Collection entries:
□ □ □

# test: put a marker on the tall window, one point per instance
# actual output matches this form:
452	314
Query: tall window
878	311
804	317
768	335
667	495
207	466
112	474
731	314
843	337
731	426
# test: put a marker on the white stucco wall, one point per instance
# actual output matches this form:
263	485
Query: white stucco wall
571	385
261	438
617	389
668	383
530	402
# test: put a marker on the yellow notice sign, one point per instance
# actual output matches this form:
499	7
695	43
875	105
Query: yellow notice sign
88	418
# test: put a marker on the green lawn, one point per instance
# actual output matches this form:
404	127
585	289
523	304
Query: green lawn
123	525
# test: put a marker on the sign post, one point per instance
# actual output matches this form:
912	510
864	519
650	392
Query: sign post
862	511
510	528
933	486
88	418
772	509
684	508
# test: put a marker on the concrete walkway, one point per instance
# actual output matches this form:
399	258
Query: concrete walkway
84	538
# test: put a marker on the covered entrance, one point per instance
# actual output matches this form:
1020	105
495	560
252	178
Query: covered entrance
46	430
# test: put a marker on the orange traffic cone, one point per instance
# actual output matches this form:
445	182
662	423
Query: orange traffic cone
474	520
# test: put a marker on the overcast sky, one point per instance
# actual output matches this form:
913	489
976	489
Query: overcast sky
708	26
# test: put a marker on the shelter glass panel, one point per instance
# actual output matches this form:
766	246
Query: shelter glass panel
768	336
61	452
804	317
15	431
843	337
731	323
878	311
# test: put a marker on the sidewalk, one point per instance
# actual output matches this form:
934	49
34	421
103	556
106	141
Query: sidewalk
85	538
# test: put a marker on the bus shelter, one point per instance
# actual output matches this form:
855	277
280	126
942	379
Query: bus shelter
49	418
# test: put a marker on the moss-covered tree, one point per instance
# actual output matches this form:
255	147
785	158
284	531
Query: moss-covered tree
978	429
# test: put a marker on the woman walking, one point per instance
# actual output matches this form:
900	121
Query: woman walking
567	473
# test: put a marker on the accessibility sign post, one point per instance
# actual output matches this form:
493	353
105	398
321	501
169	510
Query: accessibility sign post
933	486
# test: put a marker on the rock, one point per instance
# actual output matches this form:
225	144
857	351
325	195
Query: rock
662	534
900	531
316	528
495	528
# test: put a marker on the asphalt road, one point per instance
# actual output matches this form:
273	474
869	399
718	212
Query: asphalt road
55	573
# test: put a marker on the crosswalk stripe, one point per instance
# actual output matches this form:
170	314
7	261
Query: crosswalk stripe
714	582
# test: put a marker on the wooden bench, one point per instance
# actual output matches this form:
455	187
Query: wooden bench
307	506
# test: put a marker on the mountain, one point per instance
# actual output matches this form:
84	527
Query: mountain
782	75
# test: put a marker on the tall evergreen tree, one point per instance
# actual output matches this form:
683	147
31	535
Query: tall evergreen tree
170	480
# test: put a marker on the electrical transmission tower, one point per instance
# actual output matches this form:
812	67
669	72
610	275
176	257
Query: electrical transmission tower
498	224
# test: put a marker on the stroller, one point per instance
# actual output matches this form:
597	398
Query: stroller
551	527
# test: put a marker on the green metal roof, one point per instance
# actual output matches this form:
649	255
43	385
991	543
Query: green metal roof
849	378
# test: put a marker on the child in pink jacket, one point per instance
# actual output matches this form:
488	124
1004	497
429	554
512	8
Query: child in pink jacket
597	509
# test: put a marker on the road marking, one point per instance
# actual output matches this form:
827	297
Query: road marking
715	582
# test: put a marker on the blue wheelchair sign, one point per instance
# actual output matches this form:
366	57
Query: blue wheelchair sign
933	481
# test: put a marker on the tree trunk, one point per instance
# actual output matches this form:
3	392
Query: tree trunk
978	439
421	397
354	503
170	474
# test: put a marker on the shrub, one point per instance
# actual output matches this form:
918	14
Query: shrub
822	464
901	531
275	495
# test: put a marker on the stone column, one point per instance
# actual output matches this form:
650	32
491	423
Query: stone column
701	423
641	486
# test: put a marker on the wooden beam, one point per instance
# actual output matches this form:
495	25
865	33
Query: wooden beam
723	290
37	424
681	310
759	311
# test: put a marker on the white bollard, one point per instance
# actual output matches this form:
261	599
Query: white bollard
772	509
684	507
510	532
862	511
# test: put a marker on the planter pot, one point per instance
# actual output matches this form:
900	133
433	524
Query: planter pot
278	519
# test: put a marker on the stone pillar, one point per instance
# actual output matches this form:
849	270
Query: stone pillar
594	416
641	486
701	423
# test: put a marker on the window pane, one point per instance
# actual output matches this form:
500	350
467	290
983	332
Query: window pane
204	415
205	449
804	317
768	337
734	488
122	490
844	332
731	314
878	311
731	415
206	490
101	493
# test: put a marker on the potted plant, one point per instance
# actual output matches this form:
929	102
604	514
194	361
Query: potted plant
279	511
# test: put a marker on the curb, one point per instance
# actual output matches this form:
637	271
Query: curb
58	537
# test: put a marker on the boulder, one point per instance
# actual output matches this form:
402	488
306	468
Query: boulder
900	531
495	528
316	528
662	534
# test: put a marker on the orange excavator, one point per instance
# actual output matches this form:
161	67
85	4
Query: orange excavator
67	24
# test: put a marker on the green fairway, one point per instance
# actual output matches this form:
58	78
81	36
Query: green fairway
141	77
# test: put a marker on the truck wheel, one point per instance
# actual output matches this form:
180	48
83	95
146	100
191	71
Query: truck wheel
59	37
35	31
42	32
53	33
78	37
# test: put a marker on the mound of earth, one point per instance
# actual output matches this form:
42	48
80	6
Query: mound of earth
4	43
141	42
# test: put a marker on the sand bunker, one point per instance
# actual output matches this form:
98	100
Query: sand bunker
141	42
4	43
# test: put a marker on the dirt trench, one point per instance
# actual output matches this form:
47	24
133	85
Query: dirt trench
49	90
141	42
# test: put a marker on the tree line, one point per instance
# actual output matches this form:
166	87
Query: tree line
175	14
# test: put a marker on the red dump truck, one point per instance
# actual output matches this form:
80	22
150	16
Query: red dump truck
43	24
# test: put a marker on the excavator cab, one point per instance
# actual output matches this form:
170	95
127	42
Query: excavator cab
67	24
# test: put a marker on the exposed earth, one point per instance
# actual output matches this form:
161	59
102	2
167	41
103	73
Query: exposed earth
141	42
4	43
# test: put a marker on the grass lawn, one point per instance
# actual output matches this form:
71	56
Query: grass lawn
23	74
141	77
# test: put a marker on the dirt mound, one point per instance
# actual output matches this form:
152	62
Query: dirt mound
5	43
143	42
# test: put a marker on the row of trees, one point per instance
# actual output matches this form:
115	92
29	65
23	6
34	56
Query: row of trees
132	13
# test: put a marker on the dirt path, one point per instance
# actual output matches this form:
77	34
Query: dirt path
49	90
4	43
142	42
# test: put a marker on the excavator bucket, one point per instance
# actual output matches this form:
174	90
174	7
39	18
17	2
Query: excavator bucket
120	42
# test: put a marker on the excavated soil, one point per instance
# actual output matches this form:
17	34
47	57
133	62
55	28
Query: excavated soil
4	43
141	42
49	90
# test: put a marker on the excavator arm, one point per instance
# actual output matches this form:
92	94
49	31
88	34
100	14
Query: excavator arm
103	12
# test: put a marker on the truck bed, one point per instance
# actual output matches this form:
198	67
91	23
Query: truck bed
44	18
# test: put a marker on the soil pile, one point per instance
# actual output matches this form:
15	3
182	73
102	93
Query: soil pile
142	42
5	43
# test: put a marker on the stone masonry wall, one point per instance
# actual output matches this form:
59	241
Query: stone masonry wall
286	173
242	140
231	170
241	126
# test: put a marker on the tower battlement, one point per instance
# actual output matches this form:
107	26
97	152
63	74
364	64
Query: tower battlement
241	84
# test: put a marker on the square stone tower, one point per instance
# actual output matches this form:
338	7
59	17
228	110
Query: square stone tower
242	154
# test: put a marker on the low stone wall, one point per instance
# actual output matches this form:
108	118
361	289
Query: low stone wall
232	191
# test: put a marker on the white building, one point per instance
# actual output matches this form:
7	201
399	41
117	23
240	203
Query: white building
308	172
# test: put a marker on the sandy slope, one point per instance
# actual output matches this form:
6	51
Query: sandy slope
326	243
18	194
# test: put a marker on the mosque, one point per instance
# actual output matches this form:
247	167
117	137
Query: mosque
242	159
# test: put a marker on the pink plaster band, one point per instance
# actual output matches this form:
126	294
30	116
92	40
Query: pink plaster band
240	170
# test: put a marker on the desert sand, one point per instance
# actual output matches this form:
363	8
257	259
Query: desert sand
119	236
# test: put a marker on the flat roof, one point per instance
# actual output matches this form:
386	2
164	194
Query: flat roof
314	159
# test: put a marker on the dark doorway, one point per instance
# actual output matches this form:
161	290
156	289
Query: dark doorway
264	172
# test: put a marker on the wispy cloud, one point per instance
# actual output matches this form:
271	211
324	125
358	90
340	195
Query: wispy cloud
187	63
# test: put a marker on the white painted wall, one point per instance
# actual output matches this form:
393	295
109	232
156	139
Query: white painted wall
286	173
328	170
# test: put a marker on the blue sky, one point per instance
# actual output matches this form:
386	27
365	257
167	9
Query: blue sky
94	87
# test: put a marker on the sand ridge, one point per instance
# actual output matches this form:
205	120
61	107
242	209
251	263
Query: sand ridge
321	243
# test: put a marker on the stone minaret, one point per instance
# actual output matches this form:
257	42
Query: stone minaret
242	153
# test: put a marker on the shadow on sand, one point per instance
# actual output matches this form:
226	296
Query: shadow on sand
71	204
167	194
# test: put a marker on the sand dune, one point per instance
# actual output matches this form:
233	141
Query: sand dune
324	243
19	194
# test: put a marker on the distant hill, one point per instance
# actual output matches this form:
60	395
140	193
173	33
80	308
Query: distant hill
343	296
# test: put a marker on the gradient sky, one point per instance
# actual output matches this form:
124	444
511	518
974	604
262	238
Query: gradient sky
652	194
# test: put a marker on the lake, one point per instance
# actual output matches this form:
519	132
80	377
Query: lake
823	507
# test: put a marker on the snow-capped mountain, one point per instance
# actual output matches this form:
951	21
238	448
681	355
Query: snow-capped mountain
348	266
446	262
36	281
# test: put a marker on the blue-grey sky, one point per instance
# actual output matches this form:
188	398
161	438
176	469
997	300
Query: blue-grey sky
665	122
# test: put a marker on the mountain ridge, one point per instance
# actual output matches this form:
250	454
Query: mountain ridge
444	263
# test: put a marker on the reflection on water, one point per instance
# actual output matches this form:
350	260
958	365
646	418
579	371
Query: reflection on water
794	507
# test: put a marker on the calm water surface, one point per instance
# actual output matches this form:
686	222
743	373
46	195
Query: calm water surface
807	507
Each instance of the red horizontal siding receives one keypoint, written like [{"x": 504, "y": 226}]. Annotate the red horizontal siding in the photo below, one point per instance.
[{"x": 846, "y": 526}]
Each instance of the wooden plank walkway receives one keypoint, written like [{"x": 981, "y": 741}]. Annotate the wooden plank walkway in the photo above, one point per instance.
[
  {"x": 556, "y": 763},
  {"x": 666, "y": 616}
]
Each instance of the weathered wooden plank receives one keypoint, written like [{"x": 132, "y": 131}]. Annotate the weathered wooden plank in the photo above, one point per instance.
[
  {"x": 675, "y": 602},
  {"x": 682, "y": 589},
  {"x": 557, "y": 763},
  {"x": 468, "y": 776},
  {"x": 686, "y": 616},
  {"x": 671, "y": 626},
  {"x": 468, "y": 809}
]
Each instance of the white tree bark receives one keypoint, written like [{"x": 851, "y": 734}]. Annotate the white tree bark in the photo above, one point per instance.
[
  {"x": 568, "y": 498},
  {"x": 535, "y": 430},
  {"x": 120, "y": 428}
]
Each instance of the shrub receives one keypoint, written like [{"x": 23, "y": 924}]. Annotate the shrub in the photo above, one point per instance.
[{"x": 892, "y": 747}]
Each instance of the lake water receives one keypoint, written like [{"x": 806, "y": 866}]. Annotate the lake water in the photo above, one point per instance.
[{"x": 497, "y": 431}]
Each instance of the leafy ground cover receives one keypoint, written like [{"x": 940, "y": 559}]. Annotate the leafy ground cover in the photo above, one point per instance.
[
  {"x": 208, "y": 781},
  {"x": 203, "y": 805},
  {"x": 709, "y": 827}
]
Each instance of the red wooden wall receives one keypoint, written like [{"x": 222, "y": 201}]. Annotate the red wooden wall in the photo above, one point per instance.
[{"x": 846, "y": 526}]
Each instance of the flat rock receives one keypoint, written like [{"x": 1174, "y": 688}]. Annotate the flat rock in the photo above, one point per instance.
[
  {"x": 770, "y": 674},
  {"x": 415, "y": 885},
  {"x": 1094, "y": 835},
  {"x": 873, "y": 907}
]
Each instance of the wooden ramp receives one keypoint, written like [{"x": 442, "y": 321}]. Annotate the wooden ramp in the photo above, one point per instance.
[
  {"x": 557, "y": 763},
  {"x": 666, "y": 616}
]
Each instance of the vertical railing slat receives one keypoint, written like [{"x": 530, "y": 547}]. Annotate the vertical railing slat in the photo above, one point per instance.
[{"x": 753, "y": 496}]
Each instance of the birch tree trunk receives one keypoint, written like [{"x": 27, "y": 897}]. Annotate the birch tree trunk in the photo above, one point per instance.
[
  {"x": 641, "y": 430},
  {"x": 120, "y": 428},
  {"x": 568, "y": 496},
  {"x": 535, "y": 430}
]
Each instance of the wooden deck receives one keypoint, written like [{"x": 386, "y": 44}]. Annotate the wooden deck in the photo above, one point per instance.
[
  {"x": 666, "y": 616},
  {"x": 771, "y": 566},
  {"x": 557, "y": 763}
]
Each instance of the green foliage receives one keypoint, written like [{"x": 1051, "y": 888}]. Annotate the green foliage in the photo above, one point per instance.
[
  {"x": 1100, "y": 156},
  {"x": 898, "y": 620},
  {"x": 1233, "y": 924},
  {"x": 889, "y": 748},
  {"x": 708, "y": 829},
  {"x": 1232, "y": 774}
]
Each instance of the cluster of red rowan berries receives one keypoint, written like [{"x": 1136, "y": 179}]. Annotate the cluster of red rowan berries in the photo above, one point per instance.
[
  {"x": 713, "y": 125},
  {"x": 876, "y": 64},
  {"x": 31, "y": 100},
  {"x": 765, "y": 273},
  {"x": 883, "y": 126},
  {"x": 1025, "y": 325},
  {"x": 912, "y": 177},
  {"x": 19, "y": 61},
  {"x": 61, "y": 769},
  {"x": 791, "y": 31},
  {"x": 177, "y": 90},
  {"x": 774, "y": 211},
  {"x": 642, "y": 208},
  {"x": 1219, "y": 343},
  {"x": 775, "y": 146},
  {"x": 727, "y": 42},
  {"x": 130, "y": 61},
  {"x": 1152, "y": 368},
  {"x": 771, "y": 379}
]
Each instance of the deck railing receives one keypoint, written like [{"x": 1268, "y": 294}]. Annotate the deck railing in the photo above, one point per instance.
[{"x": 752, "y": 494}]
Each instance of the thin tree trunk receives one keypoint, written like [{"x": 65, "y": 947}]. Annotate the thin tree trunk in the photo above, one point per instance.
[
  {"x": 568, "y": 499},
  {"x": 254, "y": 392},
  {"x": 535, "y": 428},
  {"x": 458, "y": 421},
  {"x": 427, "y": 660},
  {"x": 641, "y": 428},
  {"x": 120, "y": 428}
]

□ □ □

▶ _DIRECTIONS_
Return exactly the lines from the one containing "Each instance of the deck" through the last line of the records above, both included, and nothing else.

▶ _EXERCISE RESPONSE_
Each instance of the deck railing receives one keypoint, written like [{"x": 1268, "y": 294}]. Annotate the deck railing in the photo above, one point per instance.
[{"x": 752, "y": 494}]
Each instance of the thin tree trunk receives one keypoint, written like [{"x": 65, "y": 947}]. Annotate the thin tree trunk in the photo above, one point per instance.
[
  {"x": 568, "y": 499},
  {"x": 254, "y": 392},
  {"x": 535, "y": 428},
  {"x": 458, "y": 421},
  {"x": 427, "y": 660},
  {"x": 641, "y": 428},
  {"x": 120, "y": 428}
]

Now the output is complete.